In your reply, write out each entry exactly as given.

(RECORDS SHOWN Opens)

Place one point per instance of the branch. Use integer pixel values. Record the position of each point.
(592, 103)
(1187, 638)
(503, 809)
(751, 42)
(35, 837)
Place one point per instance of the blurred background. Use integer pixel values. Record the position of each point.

(RECORDS SHOWN Closes)

• [ANSWER TO THIS TASK]
Place one point per instance of the branch. Use integer pixel values. Record the position of each point.
(592, 103)
(1187, 638)
(503, 809)
(751, 42)
(35, 837)
Place one point per instance of the blurred background. Use integer pixel values. Record the position of each point.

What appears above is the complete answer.